Extrait:
★ ★ ★ ★ ★

Concevoir un programme procédural classique permettant de gérer ces situations est extrêmement complexe. Il peut
s'avérer beaucoup plus simple de partitionner le système en différents éléments logiciels concurrents destinés à
traiter chacun de ces événements. Notez bien ici la formule « il peut s'avérer », car la complexité varie également en
fonction du niveau d'interaction entre les événements.
Les accès concurrents peuvent également avoir une origine interne [LEA97].
Effectuer des tâches en parallèle peut accélérer de manière significative le travail de calcul d'un système dans les
cas où plusieurs UC sont disponibles. Même dans le cas d'un processeur unique, le fonctionnement multitâche peut
accélérer considérablement le traitement en empêchant une activité d'en bloquer une autre en attendant des E/S, par
exemple. L'initialisation d'un système est un exemple type de situation dans laquelle survient ce type de problème. Un
système compte souvent de nombreux composants, qui nécessitent tous un certain délai pour être opérationnels. Effectuer
ces opérations de manière séquentielle peut s'avérer d'une lenteur exaspérante.
Le contrôle du système peut également être facilité par l'accès concurrent. Une fonction peut par exemple être
démarrée, arrêtée, ou même influencée au milieu du flux par d'autres fonctions concurrentes, résultat extrêmement
difficile à obtenir sans composants concurrents.

★ ★ ★ ★ ★

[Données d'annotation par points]
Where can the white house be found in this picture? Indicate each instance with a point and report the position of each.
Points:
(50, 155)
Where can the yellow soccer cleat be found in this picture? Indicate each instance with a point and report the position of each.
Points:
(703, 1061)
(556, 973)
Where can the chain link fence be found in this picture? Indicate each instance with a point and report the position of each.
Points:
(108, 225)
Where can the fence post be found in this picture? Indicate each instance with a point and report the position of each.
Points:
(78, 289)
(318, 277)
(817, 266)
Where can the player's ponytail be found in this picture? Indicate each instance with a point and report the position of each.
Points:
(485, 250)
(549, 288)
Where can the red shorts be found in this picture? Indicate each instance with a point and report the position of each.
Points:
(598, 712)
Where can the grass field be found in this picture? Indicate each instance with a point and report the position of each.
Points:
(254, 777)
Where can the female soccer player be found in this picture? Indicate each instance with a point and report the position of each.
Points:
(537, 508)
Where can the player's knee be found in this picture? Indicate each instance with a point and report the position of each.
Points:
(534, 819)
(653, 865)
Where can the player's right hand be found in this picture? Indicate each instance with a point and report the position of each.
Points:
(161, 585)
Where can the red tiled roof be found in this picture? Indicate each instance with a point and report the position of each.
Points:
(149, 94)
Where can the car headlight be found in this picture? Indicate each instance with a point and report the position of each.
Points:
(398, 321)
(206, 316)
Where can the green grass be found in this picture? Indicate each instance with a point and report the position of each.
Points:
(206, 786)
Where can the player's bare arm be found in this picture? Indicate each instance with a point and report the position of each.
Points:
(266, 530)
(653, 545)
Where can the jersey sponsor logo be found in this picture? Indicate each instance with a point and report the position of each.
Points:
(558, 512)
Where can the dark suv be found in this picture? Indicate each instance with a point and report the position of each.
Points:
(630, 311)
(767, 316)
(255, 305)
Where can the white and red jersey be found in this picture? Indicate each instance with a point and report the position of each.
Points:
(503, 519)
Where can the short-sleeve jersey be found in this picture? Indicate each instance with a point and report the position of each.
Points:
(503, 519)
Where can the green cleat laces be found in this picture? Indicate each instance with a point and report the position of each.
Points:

★ ★ ★ ★ ★

Tâche courte A: Reproduisez fidèlement tout le passage de l'extrait sur l'accès concurrent, depuis « Les accès concurrents » jusqu'à « d'une lenteur exaspérante. ».
Tâche courte B: D'après l'extrait, quelles actions d'autres fonctions concurrentes peuvent-elles exercer sur une fonction ? Énumérez-les toutes.
Veuillez vous appuyer uniquement sur l'extrait.

Réponse complète A:
Les accès concurrents peuvent également avoir une origine interne [LEA97].
Effectuer des tâches en parallèle peut accélérer de manière significative le travail de calcul d'un système dans les
cas où plusieurs UC sont disponibles. Même dans le cas d'un processeur unique, le fonctionnement multitâche peut
accélérer considérablement le traitement en empêchant une activité d'en bloquer une autre en attendant des E/S, par
exemple. L'initialisation d'un système est un exemple type de situation dans laquelle survient ce type de problème. Un
système compte souvent de nombreux composants, qui nécessitent tous un certain délai pour être opérationnels. Effectuer
ces opérations de manière séquentielle peut s'avérer d'une lenteur exaspérante.

Réponse complète B:
- démarrée
- arrêtée
- influencée au milieu du flux